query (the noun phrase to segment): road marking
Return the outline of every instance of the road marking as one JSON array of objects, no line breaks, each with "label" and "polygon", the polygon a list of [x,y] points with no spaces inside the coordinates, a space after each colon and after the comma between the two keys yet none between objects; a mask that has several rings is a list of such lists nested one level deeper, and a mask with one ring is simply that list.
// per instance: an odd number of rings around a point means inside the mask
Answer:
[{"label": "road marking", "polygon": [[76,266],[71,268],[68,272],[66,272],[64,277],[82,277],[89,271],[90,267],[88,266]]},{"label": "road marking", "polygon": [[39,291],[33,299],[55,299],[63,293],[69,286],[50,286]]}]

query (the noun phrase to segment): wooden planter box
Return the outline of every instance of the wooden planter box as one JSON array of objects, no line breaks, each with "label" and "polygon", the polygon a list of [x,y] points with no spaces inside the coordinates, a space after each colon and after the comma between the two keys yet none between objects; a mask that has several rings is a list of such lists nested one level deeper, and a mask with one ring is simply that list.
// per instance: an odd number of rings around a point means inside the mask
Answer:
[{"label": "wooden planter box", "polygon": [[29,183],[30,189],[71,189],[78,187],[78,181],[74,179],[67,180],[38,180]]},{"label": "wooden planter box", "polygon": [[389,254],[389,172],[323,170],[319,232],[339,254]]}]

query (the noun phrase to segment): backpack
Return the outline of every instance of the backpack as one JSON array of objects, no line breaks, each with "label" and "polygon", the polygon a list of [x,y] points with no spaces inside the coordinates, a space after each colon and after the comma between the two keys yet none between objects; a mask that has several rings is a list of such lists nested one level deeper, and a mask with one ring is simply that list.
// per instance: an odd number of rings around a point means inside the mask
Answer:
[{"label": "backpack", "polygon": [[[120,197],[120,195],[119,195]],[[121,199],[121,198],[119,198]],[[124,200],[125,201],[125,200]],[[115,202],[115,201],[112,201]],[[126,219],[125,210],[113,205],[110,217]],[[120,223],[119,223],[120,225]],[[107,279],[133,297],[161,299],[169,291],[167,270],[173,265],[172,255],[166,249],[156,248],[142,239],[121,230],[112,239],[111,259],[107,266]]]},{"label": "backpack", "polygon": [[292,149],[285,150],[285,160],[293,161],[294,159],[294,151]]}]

==*==

● **TASK DIRECTIONS**:
Update the records above by replacing every occurrence of "outline" with "boundary". Reproduce everything else unchanged.

● **EXERCISE RESPONSE**:
query (the noun phrase to segment): road marking
Return the boundary of every instance of the road marking as one JSON array of objects, no line breaks, each with "label" and "polygon", the polygon a list of [x,y] points with no spaces inside the coordinates, a space after each colon and after the comma between the two keys yet none between objects; a mask that has several rings is a list of such lists nested one level deeper, and a mask with one ring is simply that list.
// per instance: an odd number of rings around a point means inside the mask
Answer:
[{"label": "road marking", "polygon": [[76,266],[71,268],[68,272],[66,272],[64,277],[82,277],[89,271],[90,267],[88,266]]},{"label": "road marking", "polygon": [[39,291],[33,299],[55,299],[63,293],[69,286],[50,286]]}]

query (the noun phrase to segment): wooden planter box
Return the boundary of every instance of the wooden planter box as one JSON array of objects, no line breaks, each with "label" and "polygon", the polygon a list of [x,y] points with no spaces inside the coordinates, a space after each colon and after the comma between the two keys yet none between objects; a mask that has several rings is a list of such lists nested one level deeper, and a mask with one ring is simply that list.
// per instance: an odd number of rings around a point means inside the mask
Answer:
[{"label": "wooden planter box", "polygon": [[29,183],[30,189],[71,189],[78,187],[78,181],[74,179],[67,180],[38,180]]},{"label": "wooden planter box", "polygon": [[389,254],[389,172],[323,170],[319,232],[339,254]]}]

query (the noun phrase to segment): backpack
Return the boundary of every instance of the backpack as one JSON array of objects, no line breaks, each with "label" and "polygon", the polygon a list of [x,y] points with no spaces inside the coordinates, a space after each colon and after the comma between the two keys yet none between objects; a mask that has several rings is a list of such lists nested one level deeper, and a mask with one ring is simply that list.
// per instance: an odd number of rings around a point means inside the mask
Answer:
[{"label": "backpack", "polygon": [[[120,197],[120,195],[119,195]],[[121,199],[121,198],[119,198]],[[124,200],[125,201],[125,200]],[[115,202],[115,201],[112,201]],[[126,219],[125,210],[113,205],[110,217]],[[120,223],[119,223],[120,225]],[[107,279],[133,297],[161,299],[169,291],[167,270],[173,265],[172,255],[166,249],[156,248],[142,239],[121,230],[112,239],[111,259],[107,266]]]},{"label": "backpack", "polygon": [[292,149],[285,150],[285,160],[293,161],[294,159],[294,151]]}]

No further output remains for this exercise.